Short exercise: Could you convert the lines from the one containing "Objective — one pin per instance of the man's leather" through the last line below into a Markdown table? Use two columns, No. and Text, number each row, and skip any blank lines.

Records provided:
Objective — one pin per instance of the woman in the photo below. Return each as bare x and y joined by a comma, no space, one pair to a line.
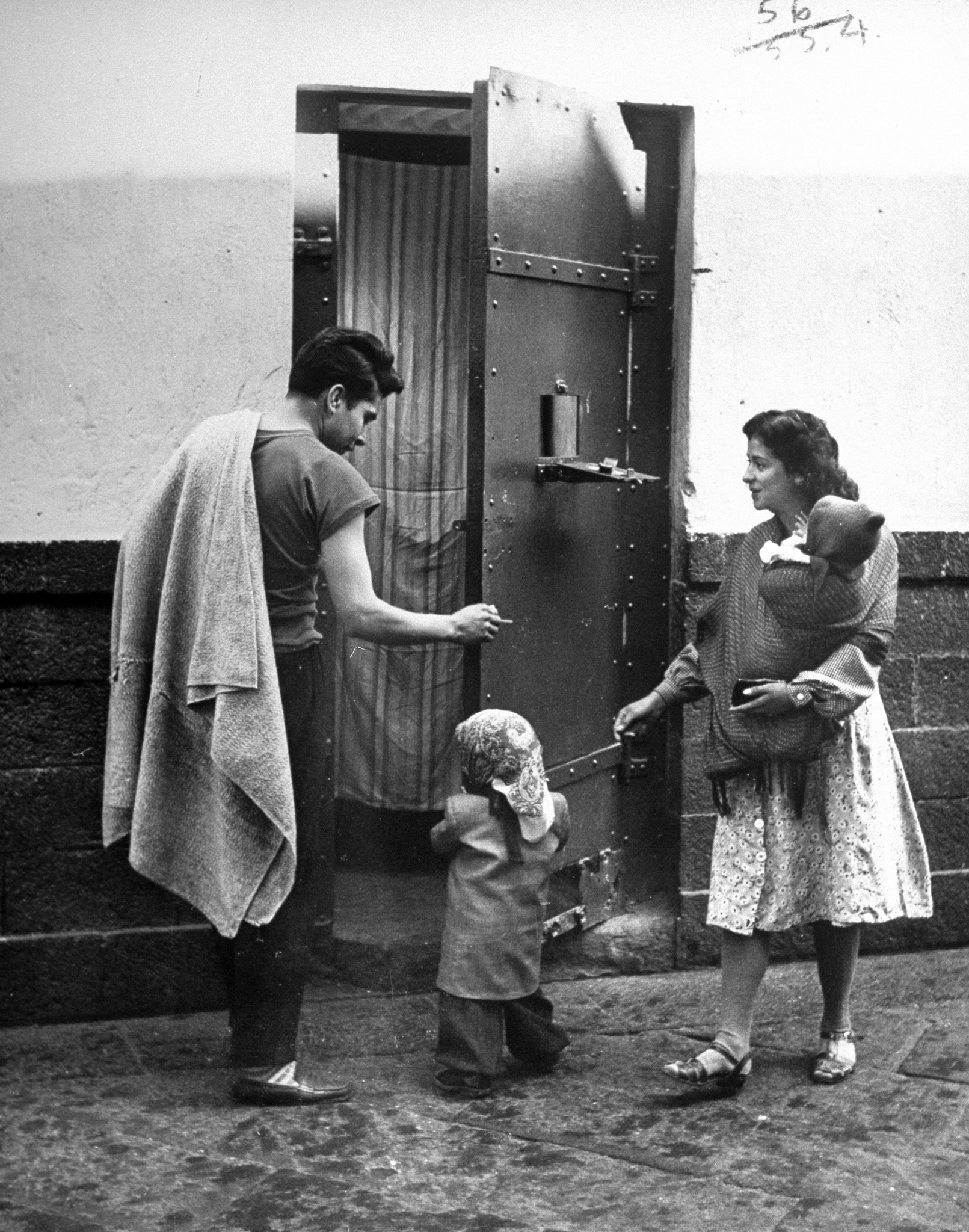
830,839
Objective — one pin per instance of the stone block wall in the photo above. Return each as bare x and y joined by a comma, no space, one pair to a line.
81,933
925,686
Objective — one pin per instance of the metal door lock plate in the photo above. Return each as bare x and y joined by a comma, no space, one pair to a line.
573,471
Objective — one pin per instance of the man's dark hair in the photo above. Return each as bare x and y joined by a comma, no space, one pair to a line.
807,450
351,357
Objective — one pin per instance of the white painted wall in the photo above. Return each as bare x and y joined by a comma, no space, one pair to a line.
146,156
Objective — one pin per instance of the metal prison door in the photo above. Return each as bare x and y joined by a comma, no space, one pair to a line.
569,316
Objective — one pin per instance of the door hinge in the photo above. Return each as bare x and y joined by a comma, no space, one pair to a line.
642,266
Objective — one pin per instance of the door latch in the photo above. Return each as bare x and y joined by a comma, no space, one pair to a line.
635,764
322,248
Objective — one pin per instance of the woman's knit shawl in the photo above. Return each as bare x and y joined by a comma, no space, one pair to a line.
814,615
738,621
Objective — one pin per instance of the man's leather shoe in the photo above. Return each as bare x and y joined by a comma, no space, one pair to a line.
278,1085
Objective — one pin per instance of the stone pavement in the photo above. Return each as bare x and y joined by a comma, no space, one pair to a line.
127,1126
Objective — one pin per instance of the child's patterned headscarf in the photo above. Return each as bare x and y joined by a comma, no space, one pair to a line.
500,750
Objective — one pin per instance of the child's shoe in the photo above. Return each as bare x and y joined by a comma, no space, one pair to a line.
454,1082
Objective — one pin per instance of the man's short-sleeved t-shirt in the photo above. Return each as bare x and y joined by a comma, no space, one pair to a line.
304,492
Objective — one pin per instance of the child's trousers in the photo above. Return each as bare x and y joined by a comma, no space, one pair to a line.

Result for this exercise:
| No. | Text |
|---|---|
| 1 | Objective — one pin per instance of the man's leather shoe in the photo above. Return each as bare x and y joined by a comma, no space, one pair to a line. |
| 2 | 278,1085 |
| 3 | Objective — one pin per instance of the stone pavement in the photo above. Return each as bare x and y joined by a comma, no space, one pair to a line. |
| 4 | 127,1126 |
| 5 | Objective — one pin per instance of the child's patterned headscarf in the photo above. Return each as bare x and y joined by a comma, no space, one pair to a line. |
| 6 | 500,750 |
| 7 | Objective — one pin per instance of the child's shoe in the photo above. Return each as bare x and y joined by a comma, no space, one pair to a line. |
| 8 | 454,1082 |
| 9 | Objective — one pin per instance of the man's short-sleeved t-shirt in the photo above. Return each as bare x and y joined by a comma, no space, one pair to a line. |
| 10 | 304,492 |
| 11 | Objective — one pin per instance of the child's trousers in the photo above. Return each as bare x and y joined by a comma, no space, one pair to a line. |